Dataset entries

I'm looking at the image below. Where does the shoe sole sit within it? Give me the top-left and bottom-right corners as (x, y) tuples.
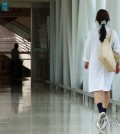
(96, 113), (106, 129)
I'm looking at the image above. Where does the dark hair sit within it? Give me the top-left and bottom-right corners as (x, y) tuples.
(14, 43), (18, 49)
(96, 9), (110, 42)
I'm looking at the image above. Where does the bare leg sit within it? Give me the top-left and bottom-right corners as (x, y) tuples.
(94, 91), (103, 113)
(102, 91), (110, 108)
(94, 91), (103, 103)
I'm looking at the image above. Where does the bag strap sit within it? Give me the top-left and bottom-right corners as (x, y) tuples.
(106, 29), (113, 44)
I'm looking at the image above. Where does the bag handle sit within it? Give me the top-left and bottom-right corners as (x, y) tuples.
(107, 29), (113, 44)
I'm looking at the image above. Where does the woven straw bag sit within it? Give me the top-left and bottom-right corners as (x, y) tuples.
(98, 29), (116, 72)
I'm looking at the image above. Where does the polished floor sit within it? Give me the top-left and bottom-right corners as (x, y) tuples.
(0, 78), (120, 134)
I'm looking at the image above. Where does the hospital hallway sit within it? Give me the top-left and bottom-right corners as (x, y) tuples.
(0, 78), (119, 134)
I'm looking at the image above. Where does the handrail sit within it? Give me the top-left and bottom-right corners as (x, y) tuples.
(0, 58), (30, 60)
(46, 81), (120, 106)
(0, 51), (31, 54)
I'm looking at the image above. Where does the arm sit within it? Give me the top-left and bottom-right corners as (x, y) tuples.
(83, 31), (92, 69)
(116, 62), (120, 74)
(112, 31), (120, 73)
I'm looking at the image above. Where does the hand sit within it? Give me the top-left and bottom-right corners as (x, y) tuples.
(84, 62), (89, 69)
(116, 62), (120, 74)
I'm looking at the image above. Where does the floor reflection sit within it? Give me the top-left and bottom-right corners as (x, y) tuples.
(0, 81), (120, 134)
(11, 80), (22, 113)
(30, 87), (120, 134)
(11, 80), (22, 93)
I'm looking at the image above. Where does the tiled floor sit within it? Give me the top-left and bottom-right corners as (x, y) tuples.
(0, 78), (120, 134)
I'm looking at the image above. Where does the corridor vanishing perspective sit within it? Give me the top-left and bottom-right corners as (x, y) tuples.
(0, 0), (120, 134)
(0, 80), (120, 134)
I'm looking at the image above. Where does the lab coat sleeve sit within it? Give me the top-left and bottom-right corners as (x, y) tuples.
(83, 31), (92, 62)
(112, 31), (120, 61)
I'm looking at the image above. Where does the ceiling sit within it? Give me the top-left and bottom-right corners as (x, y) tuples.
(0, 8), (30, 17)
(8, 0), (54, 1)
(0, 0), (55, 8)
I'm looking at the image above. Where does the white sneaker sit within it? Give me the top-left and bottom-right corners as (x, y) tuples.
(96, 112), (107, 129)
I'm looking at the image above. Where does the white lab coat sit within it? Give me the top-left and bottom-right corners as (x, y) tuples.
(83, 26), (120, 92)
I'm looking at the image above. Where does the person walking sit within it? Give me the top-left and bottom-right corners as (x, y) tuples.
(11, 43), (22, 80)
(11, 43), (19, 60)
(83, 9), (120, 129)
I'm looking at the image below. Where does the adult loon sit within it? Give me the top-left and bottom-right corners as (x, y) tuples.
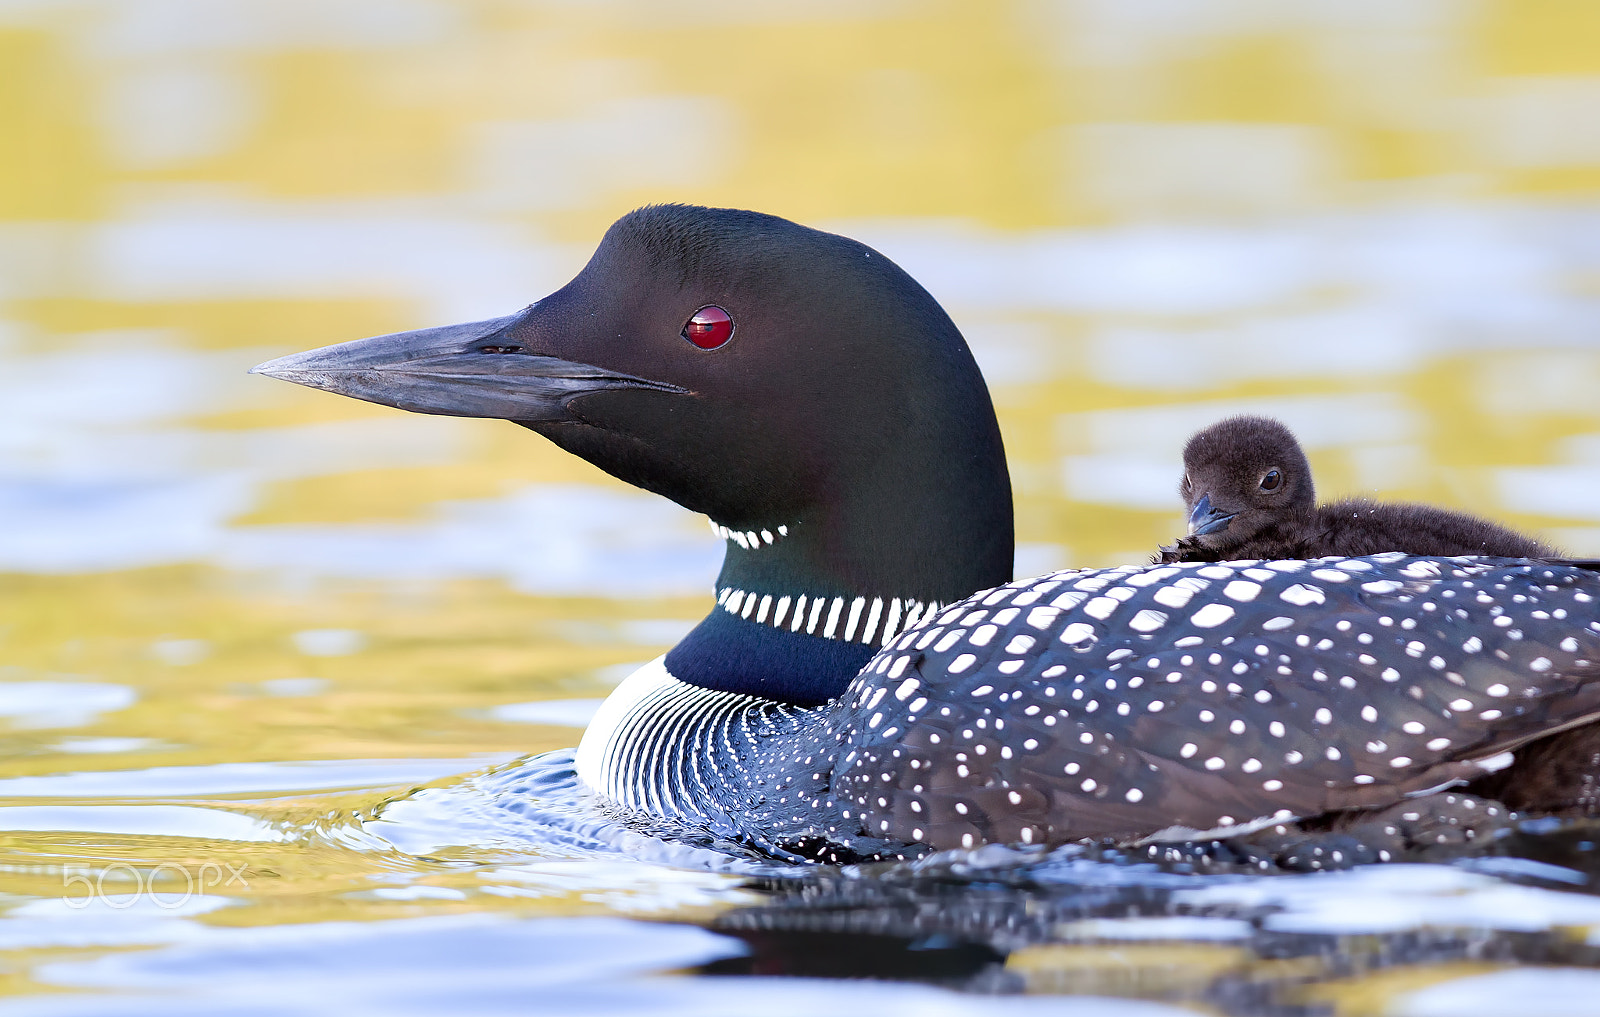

■ Work item: An exact transcription of the records above is needed, with no pictures included.

■ Solution for this exercise:
I'm looking at the image below. Where does the shoe sole sit within it? Give me the top-left and bottom-right corners as (x, y) tuples.
(96, 113), (106, 129)
I'm looking at the image above. Where does the dark hair sit within it? Give me the top-left and bottom-right corners as (x, y) tuples.
(14, 43), (18, 49)
(96, 9), (110, 42)
I'm looking at the image above. Where does the bare leg sit within it? Give me the top-left and bottom-right corners as (x, y) tuples.
(94, 91), (103, 113)
(102, 91), (110, 108)
(94, 91), (103, 103)
I'm looking at the image above. Where does the bag strap sit within it? Give me the top-left and bottom-right corners as (x, y) tuples.
(106, 29), (113, 44)
I'm looking at the image above. Where does the bag handle sit within it? Give me the top-left and bottom-right corners as (x, y) tuples.
(107, 29), (113, 44)
I'm looking at the image above. Where does the woven straw bag sit within it? Give me the top-left and bottom-right corners as (x, y) tuples.
(98, 29), (116, 72)
I'm looking at the image above. Where does the polished floor sit within it? Give me the top-left and bottom-right corners as (x, y) tuples.
(0, 78), (120, 134)
I'm looking at the image above. Where does the hospital hallway sit within it? Give me the top-left and bottom-right corners as (x, y) tuples.
(0, 78), (119, 134)
I'm looking at the image above. Where does the handrail sit within it? Give me the top-left and bottom-right corners as (x, y) tuples.
(0, 58), (30, 60)
(46, 81), (120, 106)
(0, 51), (31, 54)
I'm looking at the image above. Where does the arm sit within it? Give me the top-left and bottom-right corners as (x, y) tuples.
(83, 31), (92, 69)
(116, 62), (120, 74)
(112, 31), (120, 73)
I'm looking at the image above. Where does the hand sit within it? Give me the top-left and bottom-right corners as (x, y) tuples.
(84, 62), (89, 69)
(116, 62), (120, 74)
I'm looking at the image above. Where does the floor reflection sit within it? Give me the top-left and bottom-right corners as (x, y) tuples.
(0, 81), (120, 134)
(11, 80), (22, 113)
(30, 87), (120, 134)
(11, 80), (22, 93)
I'm looking at the image above. Where does the tiled floor sit within it? Give me the top-left and bottom-right corners as (x, y) tuples.
(0, 78), (120, 134)
I'm looking at the image above. Where does the corridor vanishing perspective sit within it? Give me the top-left and bottom-right corners as (x, y) tuples.
(0, 0), (120, 134)
(0, 80), (120, 134)
I'm looking at the image above. Where does the lab coat sleeve sit within it? Give me the top-left and bottom-right corners as (x, y) tuples.
(83, 31), (92, 62)
(112, 31), (120, 61)
I'm looking at the image above. Where does the ceiling sit within it? Give me the top-left and bottom-right corners as (x, y) tuples.
(0, 8), (30, 17)
(8, 0), (54, 1)
(0, 0), (55, 8)
I'm looking at the image above. Where does the white sneaker sit within it? Give me the top-left and bottom-right corners as (x, y) tuples.
(96, 112), (107, 129)
I'm looking at the image above. Where does the white lab coat sit within it? Give me the top-left and bottom-right corners as (x, y) tuples.
(83, 26), (120, 92)
I'm looking at the image above. Where does the person walking sit within it? Give me the top-left and bottom-right corners as (x, y) tuples.
(11, 43), (22, 80)
(11, 43), (19, 60)
(83, 9), (120, 129)
I'm looking at the image below. Where does the adult loon sit within it? Give me the top-left and bottom-right corners as (x, y) tuples.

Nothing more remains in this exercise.